» **DATA SUPPLIED**:

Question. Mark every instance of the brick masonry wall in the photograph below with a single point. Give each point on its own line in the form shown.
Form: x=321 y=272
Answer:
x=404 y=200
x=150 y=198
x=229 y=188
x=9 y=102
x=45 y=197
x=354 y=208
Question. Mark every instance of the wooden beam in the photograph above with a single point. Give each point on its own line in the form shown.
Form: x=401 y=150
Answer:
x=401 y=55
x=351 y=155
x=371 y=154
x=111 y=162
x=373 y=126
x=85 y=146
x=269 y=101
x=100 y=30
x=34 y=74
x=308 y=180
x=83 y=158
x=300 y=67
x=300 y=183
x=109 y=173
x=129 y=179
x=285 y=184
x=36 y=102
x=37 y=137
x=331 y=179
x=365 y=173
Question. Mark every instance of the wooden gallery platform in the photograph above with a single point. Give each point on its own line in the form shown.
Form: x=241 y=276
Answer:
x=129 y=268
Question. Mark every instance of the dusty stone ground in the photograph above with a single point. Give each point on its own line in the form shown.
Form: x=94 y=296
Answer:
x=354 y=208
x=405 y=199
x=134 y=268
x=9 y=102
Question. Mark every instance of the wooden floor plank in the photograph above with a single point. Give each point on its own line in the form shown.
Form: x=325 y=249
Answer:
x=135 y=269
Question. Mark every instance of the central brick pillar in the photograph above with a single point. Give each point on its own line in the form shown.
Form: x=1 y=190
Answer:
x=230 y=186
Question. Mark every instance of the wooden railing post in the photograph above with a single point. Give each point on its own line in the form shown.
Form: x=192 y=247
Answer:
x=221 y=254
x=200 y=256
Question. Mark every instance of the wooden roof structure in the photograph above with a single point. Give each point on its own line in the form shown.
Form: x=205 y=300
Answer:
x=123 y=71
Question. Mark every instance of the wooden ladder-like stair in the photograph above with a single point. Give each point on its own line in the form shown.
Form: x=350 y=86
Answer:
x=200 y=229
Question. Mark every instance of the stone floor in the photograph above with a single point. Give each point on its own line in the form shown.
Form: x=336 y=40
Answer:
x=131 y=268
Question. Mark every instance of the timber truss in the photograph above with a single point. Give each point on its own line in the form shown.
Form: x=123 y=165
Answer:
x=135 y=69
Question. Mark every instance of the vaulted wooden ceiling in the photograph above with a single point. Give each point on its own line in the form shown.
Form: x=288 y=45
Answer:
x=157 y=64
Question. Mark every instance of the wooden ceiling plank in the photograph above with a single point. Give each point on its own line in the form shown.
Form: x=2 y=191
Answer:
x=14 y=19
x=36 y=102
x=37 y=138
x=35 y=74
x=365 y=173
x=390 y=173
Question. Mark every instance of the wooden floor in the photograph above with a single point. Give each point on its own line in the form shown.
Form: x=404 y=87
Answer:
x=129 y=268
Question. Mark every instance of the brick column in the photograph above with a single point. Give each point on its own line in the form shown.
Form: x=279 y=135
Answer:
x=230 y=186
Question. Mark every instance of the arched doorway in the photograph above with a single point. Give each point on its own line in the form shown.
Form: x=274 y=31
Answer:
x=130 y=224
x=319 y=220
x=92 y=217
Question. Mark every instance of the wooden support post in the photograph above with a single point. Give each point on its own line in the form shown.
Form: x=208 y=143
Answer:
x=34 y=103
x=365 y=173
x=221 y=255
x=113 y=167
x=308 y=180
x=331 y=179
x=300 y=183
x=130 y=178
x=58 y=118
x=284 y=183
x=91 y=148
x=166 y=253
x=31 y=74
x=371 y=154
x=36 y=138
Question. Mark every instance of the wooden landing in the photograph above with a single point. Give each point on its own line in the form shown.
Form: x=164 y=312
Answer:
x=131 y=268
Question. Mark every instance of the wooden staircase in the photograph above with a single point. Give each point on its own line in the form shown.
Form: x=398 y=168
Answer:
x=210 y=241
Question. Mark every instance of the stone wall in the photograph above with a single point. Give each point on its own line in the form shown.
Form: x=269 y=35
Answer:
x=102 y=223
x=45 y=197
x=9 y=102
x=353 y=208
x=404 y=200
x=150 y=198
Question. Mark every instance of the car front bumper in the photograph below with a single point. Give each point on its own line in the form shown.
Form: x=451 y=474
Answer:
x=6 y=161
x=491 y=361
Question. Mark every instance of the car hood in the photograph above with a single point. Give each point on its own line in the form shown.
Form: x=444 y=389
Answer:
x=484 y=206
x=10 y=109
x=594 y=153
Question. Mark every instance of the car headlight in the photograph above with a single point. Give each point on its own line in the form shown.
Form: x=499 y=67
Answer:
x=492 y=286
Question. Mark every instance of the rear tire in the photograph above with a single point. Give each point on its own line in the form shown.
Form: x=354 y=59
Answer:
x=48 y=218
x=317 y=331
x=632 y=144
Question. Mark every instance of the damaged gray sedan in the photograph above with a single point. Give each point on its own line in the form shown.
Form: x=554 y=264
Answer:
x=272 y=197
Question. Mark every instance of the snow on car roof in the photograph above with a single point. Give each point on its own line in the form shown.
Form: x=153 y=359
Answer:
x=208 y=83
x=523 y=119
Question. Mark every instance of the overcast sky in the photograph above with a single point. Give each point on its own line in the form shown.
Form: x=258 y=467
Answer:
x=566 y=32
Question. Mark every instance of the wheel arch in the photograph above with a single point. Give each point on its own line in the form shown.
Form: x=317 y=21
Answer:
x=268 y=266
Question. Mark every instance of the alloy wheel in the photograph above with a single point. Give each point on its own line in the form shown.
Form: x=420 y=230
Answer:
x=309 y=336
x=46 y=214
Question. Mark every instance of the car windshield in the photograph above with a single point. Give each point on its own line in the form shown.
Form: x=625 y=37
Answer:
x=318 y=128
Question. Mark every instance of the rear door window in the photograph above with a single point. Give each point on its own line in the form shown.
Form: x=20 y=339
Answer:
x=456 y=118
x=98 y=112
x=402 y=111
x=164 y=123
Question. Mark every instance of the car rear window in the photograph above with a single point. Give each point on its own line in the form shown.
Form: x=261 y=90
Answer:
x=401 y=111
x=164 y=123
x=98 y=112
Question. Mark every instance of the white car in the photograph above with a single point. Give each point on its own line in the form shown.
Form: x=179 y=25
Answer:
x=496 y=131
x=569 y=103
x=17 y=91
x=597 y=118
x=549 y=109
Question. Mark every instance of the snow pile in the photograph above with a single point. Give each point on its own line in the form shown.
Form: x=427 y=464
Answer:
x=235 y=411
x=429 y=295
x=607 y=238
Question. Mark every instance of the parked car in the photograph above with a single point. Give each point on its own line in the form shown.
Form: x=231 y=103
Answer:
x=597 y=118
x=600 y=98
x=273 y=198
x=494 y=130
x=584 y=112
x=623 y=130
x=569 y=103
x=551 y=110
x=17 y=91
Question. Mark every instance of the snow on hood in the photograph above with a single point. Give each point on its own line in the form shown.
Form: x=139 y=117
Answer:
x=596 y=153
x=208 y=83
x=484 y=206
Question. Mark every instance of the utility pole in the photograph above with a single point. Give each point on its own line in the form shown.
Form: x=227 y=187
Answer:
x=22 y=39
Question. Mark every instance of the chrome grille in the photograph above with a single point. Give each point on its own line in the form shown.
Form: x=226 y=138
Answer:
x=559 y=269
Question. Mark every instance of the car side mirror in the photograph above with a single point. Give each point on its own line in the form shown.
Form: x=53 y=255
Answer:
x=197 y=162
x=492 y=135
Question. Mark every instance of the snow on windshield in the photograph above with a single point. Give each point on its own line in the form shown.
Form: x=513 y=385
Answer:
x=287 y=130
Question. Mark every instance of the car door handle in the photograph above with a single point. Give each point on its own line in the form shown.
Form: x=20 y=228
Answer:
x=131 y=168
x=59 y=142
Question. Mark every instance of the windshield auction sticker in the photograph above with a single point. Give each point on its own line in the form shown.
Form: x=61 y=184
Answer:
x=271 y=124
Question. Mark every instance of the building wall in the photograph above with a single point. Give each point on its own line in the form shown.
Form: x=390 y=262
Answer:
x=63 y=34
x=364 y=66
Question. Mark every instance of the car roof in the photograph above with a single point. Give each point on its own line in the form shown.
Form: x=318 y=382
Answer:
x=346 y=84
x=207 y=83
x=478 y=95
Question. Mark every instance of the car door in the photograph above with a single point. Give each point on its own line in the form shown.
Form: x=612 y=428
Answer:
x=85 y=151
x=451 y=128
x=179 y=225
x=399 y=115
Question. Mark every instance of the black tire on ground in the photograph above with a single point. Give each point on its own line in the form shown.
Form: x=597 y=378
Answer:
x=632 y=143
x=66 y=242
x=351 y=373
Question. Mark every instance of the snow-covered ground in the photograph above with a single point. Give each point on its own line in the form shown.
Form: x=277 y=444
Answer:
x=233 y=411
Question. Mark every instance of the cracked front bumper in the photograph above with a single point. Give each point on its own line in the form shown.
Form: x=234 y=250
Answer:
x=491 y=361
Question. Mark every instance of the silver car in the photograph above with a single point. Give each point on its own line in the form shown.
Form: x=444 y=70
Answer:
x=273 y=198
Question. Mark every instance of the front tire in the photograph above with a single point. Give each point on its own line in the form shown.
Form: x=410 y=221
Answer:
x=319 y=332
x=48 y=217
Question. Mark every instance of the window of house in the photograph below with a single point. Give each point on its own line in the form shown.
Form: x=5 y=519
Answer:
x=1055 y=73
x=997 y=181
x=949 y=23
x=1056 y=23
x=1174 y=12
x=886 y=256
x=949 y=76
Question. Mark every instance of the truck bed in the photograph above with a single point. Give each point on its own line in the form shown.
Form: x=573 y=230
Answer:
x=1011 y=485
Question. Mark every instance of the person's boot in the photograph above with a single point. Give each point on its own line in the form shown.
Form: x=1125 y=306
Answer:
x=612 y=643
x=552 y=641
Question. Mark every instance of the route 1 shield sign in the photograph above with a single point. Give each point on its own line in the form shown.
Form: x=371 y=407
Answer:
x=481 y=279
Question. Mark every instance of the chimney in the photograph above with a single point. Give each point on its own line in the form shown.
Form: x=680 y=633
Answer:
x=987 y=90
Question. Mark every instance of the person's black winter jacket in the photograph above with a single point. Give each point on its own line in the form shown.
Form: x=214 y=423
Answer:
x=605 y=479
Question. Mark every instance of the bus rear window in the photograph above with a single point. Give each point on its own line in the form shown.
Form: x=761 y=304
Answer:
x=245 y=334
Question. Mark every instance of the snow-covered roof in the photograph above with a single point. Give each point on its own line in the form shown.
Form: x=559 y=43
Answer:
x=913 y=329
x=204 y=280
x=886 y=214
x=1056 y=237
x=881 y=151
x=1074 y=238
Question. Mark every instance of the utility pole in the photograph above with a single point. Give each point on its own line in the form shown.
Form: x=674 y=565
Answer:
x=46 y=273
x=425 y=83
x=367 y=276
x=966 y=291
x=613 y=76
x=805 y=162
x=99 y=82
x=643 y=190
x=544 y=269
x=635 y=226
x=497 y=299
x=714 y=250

» **ABOUT THIS TASK**: All of the lines above that carry the string "windshield" need to be found and copied.

» **RESPONSE FOR THIS EXERCISE**:
Question. Mark every instance of the car windshield in the photograph above with a single point. Give each point on its own line in the form shown.
Question. Mark every instance of the snow on windshield in the photograph above with a single point. Give each point on its own line in the form shown.
Question. Mark every instance of the windshield auction sticker in the photograph above with a single point. Give each point on its own line in the form shown.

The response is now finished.